Sobretudo cansaço.

Quando João Gilberto morreu, eu desesperadamente escrevi algo que nem sei o que era. Geralmente chamo de crônica quando não posso dar outro nome. Ele faria 90 anos ontem. Só hoje estou lembrando. Um fato curioso de minha memória é que eu sempre acho que tudo de marcante aconteceu literalmente ontem. Mas eu nunca lembro do dia anterior. Amanhã também não lembrarei do que fiz hoje. O pior do tempo é que ele se arrasta em longas horas e em infinitos anos, mas também corre nos deixando lá atrás com a poeira nos olhos. A poeira com certeza é a vida.
:::::
_EXERCÍCIO CURTO 1_
Copie o trecho do texto sobre João Gilberto que começa nas palavras "Sobretudo cansaço." e termina depois de "certeza é a vida.".
_EXERCÍCIO CURTO 2_
Responda sobre o texto sobre João Gilberto:
(a) Quantos anos João Gilberto faria ontem?
(b) Que nome quem escreve costuma dar ao que escreve quando não pode dar outro?
(c) O que a poeira é, com certeza, segundo o texto?
_EXERCÍCIO CURTO 3_
Escreva a continuação da crônica sobre João Gilberto a partir do ponto em que ela termina.
Este material foi tirado de outra fonte.

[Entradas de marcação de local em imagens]
:::::
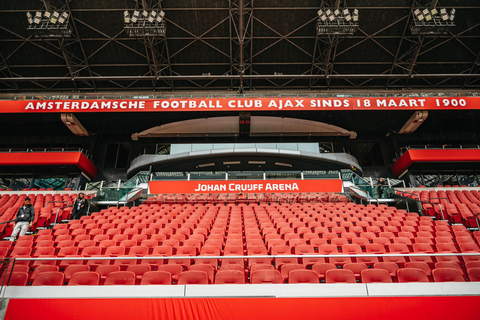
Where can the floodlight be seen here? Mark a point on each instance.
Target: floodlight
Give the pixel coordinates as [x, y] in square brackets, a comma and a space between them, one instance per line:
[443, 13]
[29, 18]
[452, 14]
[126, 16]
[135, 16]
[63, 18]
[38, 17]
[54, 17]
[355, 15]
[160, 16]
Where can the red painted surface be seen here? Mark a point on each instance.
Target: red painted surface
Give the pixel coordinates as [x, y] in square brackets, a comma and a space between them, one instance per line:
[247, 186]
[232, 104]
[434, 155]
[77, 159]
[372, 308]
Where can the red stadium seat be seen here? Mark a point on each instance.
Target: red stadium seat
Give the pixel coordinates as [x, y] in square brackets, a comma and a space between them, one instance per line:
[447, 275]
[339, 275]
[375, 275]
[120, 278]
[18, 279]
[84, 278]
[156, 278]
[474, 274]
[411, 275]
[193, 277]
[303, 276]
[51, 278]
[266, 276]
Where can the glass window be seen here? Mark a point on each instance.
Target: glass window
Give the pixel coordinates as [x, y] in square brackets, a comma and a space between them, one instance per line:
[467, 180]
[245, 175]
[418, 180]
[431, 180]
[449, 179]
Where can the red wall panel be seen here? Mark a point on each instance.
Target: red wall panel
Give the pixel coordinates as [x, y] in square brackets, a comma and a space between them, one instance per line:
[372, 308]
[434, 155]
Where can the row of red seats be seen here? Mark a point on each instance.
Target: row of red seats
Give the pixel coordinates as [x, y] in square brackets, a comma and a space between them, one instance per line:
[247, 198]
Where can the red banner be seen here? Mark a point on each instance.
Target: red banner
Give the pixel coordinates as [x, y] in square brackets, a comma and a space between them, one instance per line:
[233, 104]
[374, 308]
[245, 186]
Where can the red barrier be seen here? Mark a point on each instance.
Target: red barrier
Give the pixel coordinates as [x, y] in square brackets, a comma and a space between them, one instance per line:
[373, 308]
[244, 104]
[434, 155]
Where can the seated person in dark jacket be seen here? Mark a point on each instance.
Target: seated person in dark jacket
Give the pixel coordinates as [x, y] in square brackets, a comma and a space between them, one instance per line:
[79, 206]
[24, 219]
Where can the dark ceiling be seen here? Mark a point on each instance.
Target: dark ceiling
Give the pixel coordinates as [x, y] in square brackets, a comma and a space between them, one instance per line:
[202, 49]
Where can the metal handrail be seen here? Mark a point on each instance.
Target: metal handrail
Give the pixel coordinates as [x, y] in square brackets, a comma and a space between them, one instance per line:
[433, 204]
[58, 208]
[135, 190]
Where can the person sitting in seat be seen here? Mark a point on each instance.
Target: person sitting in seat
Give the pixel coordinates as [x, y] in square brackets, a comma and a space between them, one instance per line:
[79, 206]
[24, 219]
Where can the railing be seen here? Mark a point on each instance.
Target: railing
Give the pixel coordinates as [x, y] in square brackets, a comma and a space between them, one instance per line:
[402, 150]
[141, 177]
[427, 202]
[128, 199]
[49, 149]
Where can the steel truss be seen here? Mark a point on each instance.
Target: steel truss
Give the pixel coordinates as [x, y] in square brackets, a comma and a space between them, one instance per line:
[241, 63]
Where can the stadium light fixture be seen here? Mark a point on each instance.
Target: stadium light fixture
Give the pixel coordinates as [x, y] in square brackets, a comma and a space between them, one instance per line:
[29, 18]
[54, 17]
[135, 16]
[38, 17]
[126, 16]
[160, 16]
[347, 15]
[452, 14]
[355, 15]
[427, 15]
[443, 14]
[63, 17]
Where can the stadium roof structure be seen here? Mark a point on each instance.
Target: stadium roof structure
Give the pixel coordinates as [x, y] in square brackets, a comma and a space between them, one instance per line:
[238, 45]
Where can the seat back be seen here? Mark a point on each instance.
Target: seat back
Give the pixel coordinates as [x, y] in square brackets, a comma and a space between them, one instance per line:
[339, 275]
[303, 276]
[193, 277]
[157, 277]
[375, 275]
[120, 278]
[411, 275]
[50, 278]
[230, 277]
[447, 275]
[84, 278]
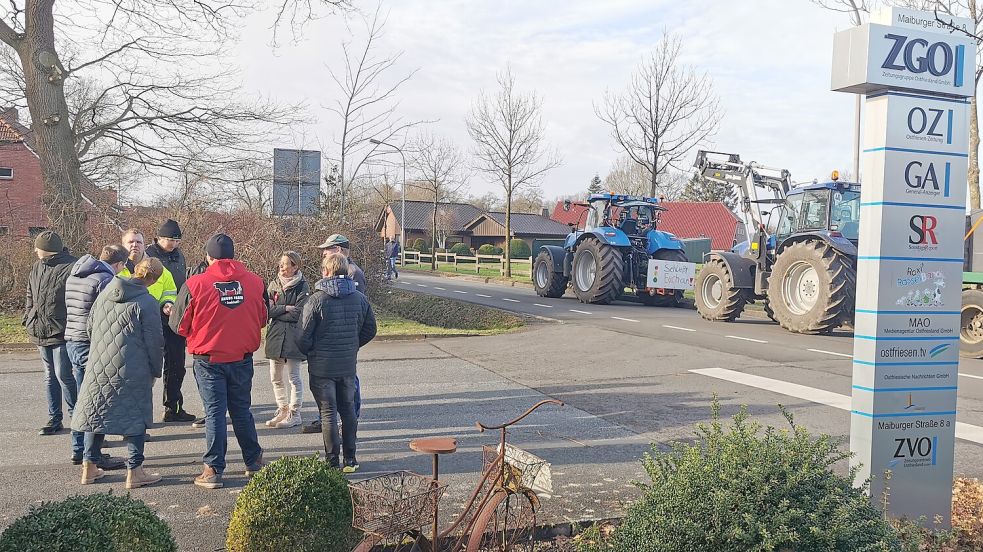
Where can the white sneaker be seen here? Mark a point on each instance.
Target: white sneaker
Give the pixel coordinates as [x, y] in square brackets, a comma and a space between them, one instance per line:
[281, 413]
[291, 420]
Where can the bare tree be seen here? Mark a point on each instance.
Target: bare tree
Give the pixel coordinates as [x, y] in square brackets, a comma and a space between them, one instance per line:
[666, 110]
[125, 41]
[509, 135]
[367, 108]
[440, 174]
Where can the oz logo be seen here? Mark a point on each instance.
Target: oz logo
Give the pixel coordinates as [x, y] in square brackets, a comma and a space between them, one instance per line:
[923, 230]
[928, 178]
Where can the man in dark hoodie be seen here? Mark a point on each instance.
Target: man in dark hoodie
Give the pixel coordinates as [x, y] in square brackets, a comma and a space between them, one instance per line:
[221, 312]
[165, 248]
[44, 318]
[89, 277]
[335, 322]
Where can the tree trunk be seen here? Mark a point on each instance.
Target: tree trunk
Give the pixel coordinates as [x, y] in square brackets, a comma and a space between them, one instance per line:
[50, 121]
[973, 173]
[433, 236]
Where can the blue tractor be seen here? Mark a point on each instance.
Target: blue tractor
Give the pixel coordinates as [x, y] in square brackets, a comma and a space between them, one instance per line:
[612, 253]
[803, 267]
:::::
_RESULTADO FINAL 1_
Sobretudo cansaço.

Quando João Gilberto morreu, eu desesperadamente escrevi algo que nem sei o que era. Geralmente chamo de crônica quando não posso dar outro nome. Ele faria 90 anos ontem. Só hoje estou lembrando. Um fato curioso de minha memória é que eu sempre acho que tudo de marcante aconteceu literalmente ontem. Mas eu nunca lembro do dia anterior. Amanhã também não lembrarei do que fiz hoje. O pior do tempo é que ele se arrasta em longas horas e em infinitos anos, mas também corre nos deixando lá atrás com a poeira nos olhos. A poeira com certeza é a vida.

_RESULTADO FINAL 2_
(a) 90 anos.
(b) Crônica.
(c) A vida.

_RESULTADO FINAL 3_
Falei que amanhã não lembraria do dia de hoje. Más notícias: provavelmente lembrarei por muito tempo. Isso me fez recordar que já me chamaram de fria, de dura. Chega a ser engraçado. Eu mantenho a postura, mas meu coração sempre está em milhões de estilhaços. Se ser frio é não chorar para que não me perguntem o porquê, eu sou um adorável pinguim triste. Quem sofre depois é o travesseiro. Até nisso eu fracasso, não consigo ser apática como às vezes deveria ser. Mas taí o ponto: ninguém deveria. Eu entendo que pode ser um mecanismo de defesa, só que eu nasci sem. Sou exposta demais. Paradoxalmente, existem coisas que eu escondi em um lugar tão profundo que não tenho mais acesso. Eu me perco de mim o tempo todo, eu me despedaço e então não me encontro mais. Outras vezes eu sinto que alimento as pessoas com esses pedaços, daí o que sobra depois? Nada. E o nada é o vazio. E o vazio é aquilo que me preenche. Eu não quero mais isso. Também sei que posso ser intragável, por isso essas partes difíceis de engolir retornam ao meu corpo do pior jeito possível. De qualquer maneira, quem limpa a bagunça sou eu.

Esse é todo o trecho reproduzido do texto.